— Begin EXTRACT —
A lot of folks remain unsure about whom they should choose for president, and you can’t blame them. Neither Hillary Clinton nor Donald Trump represent the best their respective parties can offer. Yet, each won their party’s nomination decisively against men and women who most observers believed to be more capable than the winners of leading the most influential nation on earth.

How do you explain that?

It’s probably because both Trump and Clinton are celebrities, and it is apparently celebrity that attracts voters these days.

They also are targets of negative campaigning unlike most of us can ever remember seeing, and somehow the American people fall for that, too.

 

In Madera and Madera County, we are far more fortunate, with local candidates seeking local jobs on local governing bodies, and all the candidates bringing qualifications to the lecterns that seem to insure they will be able to do the jobs if they are elected.

You may not be too interested in choosing a candidate for president, but you should be eager to cast ballots in the local elections.
— End EXTRACT —
**EXERCISE TASK 1:** Write out the part of the passage on the presidential and Madera County elections that opens with the words containing "How do you explain" and closes with "for that, too.".
**EXERCISE TASK 2:** According to the passage on the presidential and Madera County elections, what is it that apparently attracts voters these days?
**EXERCISE TASK 3:** Carry on the passage on the presidential and Madera County elections from where it stops.
The data that follows has no connection to the passage on the presidential and Madera County elections.
— Begin STORED DATA —
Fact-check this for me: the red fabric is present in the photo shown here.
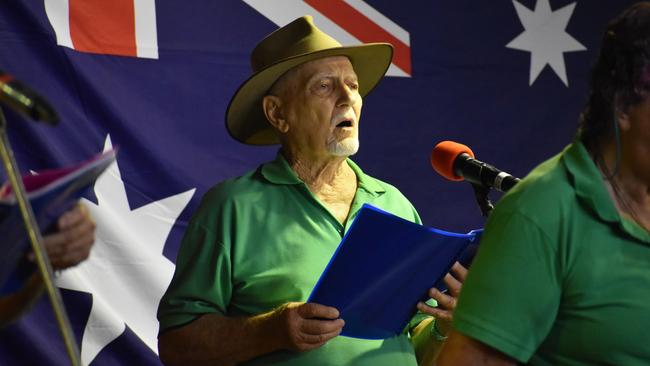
— End STORED DATA —
**TASK OUTPUT 1:**
How do you explain that?

It’s probably because both Trump and Clinton are celebrities, and it is apparently celebrity that attracts voters these days.

They also are targets of negative campaigning unlike most of us can ever remember seeing, and somehow the American people fall for that, too.

**TASK OUTPUT 2:** Celebrity.

**TASK OUTPUT 3:**
But here’s something else that creeps in a little more each year, and that is that voters tend to be less and less informed about why they are voting or whom they should vote for. These voters should stay home, and leave the voting to individuals who have taken the trouble to inform themselves.

Educate yourself and vote, because if you don’t, you risk being governed by the votes of barely-informed idiots who do bother to vote.

 

Probably the best hope for the long-term future of the country are the fringe parties, such as the Libertarians and the Greens. They are the ones that come up with ideas that the Republicans and Democrats don’t dare advance because they are afraid they might be punished by voters who don’t want to consider any new ideas.

Yet, the bigger parties wind up adopting the salient proposals from the smaller parties and eventually introducing them into public policy. Over the years, for example, the Libertarians have fostered free-market notions that have turned into mainstream policy for the larger parties, and the Greens have pushed changes that have brought environmental causes into the main stream of American political thought.

A vote for one of the small-party candidates is a vote for the future — the future sometimes being two or three election cycles away.